TÂCHE À ACCOMPLIR:
Recopiez, s'il vous plaît, le passage du texte ci-dessous sur la cérémonie de la pesée chez les Moghols, en commençant à « A l'époque moghole » et en terminant à « de cette cérémonie. ».

TEXTE FOURNI:
···

La cérémonie de la pesée (ceremony of weighing) chez les Moghols

Miniature tirée des Mémoires de Jahanghir, 1615-1625. Jahanghir pèse son fils Khurram, le futur Shah Jahan, contre de l'or et de l'argent pour son seizième anniversaire. Les métaux précieux sont sont ensuite distribués en charité aux pauvres. Source : Victoria and Albert Museum, Londres

A l'époque moghole existait une cérémonie curieuse qui consistait lors de certaines occasions (anniversaires, jours de fêtes...) à offrir en charité aux pauvres l'équivalent du poids du souverain ou du prince héritier en or, en argent, en monnaie ou en diverses denrées alimentaires. L'ambassadeur de la Compagnie Anglaise des Indes Orientales, Thomas Roe, nous a laissé dans sa relation de voyages dans l'empire moghole, un témoignage de cette cérémonie.

···

DONNÉES FOURNIES:
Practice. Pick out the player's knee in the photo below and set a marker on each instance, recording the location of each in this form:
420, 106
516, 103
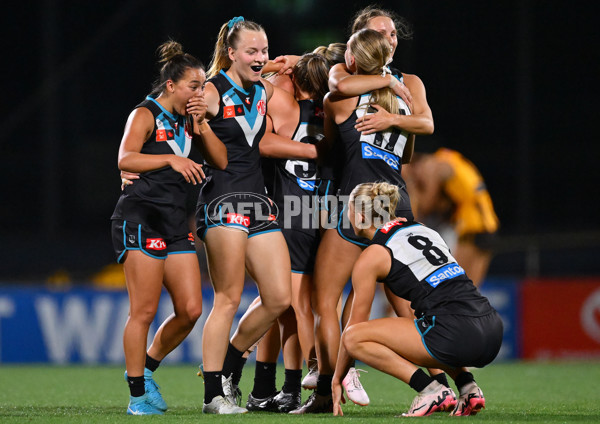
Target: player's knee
143, 316
193, 312
226, 304
278, 304
351, 338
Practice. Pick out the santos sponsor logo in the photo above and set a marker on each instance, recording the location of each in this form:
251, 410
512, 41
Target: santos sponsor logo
372, 152
444, 273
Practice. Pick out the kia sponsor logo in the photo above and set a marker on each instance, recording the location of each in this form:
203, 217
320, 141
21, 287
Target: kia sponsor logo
156, 244
249, 210
234, 218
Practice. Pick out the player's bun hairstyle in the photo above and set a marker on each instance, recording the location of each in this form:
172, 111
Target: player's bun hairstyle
173, 63
371, 52
311, 75
361, 20
229, 36
333, 53
376, 200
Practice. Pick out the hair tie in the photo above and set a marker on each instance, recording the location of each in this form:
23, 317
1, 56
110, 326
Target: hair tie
235, 20
385, 70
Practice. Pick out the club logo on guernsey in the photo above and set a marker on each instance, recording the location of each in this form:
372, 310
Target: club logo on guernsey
253, 106
388, 226
261, 107
156, 244
444, 273
372, 152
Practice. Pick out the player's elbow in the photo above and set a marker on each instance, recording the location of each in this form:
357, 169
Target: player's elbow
428, 127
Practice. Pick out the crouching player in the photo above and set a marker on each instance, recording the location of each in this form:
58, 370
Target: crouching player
455, 327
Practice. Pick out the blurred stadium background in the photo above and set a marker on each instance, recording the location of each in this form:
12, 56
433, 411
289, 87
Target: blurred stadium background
511, 85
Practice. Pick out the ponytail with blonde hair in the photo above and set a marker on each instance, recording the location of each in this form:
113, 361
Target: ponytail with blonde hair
375, 201
372, 53
229, 35
311, 75
361, 20
333, 53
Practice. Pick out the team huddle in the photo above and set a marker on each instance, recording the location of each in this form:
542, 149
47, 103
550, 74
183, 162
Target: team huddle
301, 189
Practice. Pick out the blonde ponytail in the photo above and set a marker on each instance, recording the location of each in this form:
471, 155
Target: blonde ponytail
372, 53
229, 35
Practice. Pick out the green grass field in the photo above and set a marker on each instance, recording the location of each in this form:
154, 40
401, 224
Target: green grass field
520, 392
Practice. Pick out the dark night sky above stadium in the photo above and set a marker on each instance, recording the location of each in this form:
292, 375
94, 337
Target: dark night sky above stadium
512, 85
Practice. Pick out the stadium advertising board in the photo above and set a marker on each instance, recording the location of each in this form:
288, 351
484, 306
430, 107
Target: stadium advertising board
561, 319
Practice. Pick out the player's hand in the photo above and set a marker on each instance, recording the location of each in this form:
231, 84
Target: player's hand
191, 171
197, 108
337, 396
127, 178
379, 121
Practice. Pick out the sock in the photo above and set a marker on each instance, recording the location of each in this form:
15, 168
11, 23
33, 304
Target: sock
442, 379
136, 386
463, 379
293, 380
237, 375
419, 380
212, 385
151, 363
234, 362
265, 374
324, 385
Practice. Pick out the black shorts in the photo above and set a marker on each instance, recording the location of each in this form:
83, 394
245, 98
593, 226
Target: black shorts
129, 235
303, 249
252, 213
460, 340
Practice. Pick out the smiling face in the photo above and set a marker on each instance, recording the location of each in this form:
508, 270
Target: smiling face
249, 56
190, 85
385, 26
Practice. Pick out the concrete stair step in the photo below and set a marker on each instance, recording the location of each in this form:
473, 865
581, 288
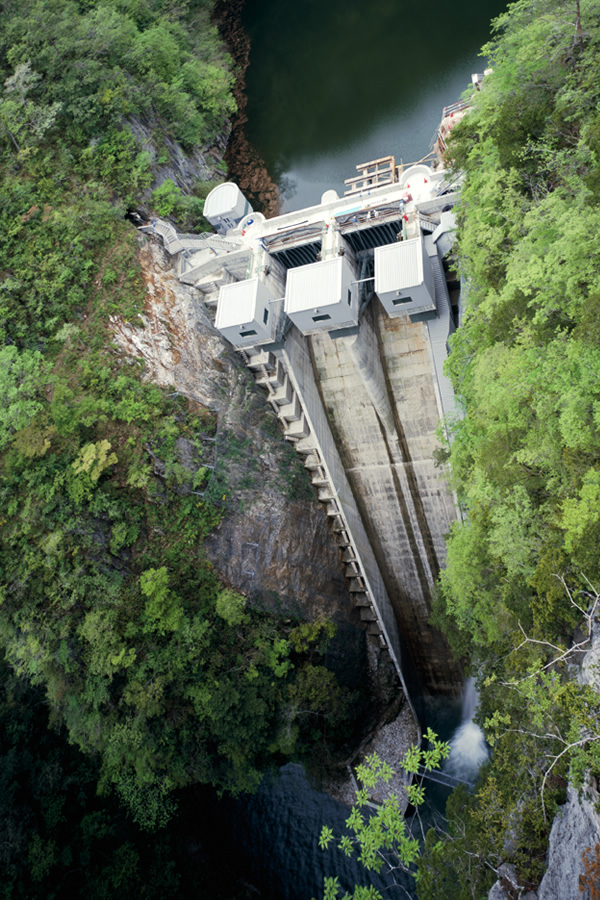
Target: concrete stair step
357, 585
283, 394
313, 460
306, 446
325, 493
291, 412
298, 429
262, 358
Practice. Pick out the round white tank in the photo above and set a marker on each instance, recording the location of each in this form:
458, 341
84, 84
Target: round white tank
329, 196
417, 180
226, 206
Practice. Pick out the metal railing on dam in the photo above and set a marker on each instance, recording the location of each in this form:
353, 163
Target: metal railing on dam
358, 386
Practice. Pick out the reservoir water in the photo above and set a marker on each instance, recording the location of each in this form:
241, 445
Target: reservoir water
331, 85
334, 84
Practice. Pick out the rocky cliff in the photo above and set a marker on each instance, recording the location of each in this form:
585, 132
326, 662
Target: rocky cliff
274, 543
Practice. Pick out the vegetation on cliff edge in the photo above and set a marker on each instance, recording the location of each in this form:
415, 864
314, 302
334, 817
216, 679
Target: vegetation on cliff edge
160, 673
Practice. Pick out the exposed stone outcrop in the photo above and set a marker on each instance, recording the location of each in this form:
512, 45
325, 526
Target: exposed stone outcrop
245, 165
576, 827
274, 544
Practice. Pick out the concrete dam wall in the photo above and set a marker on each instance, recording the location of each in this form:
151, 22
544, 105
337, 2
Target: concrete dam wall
355, 377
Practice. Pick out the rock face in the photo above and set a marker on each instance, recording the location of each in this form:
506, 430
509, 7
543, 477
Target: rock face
576, 830
244, 164
574, 844
183, 168
274, 543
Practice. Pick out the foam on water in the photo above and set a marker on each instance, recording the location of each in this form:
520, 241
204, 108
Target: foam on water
468, 750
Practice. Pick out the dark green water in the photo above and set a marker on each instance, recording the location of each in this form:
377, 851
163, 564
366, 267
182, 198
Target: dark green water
332, 84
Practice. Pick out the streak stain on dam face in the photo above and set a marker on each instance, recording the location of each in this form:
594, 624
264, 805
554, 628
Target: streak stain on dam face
355, 376
405, 503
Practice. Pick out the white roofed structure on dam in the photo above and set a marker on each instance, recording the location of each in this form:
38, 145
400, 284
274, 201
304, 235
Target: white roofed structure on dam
343, 311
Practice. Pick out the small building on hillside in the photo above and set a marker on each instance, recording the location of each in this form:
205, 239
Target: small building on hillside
245, 313
404, 279
322, 296
225, 207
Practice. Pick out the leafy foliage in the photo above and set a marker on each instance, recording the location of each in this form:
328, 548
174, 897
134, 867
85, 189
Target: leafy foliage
523, 567
381, 838
160, 673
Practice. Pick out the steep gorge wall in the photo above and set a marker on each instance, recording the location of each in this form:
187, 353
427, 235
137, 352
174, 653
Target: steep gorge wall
274, 544
378, 390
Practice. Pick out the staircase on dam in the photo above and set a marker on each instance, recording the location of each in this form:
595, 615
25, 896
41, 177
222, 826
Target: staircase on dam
352, 364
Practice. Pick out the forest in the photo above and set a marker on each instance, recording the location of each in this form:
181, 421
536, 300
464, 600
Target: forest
518, 597
520, 588
132, 674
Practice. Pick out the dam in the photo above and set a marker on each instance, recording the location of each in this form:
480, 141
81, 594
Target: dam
341, 312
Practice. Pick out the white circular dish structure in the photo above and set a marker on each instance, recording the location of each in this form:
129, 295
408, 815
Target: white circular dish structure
417, 180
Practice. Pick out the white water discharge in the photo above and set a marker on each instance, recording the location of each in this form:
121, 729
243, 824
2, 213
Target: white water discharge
468, 750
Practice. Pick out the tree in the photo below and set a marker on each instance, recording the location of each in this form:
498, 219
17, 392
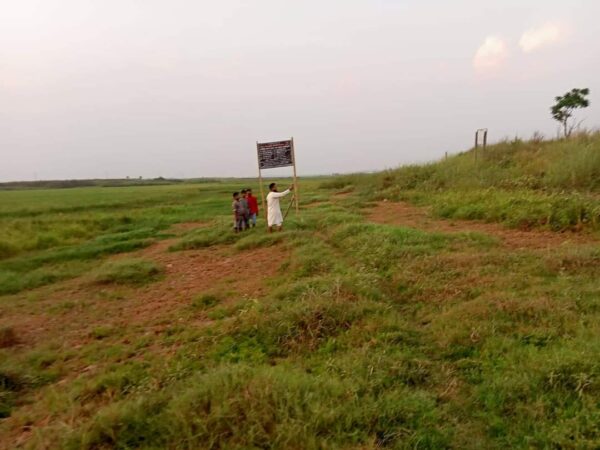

···

RÉSULTAT ATTENDU:
A l'époque moghole existait une cérémonie curieuse qui consistait lors de certaines occasions (anniversaires, jours de fêtes...) à offrir en charité aux pauvres l'équivalent du poids du souverain ou du prince héritier en or, en argent, en monnaie ou en diverses denrées alimentaires. L'ambassadeur de la Compagnie Anglaise des Indes Orientales, Thomas Roe, nous a laissé dans sa relation de voyages dans l'empire moghole, un témoignage de cette cérémonie.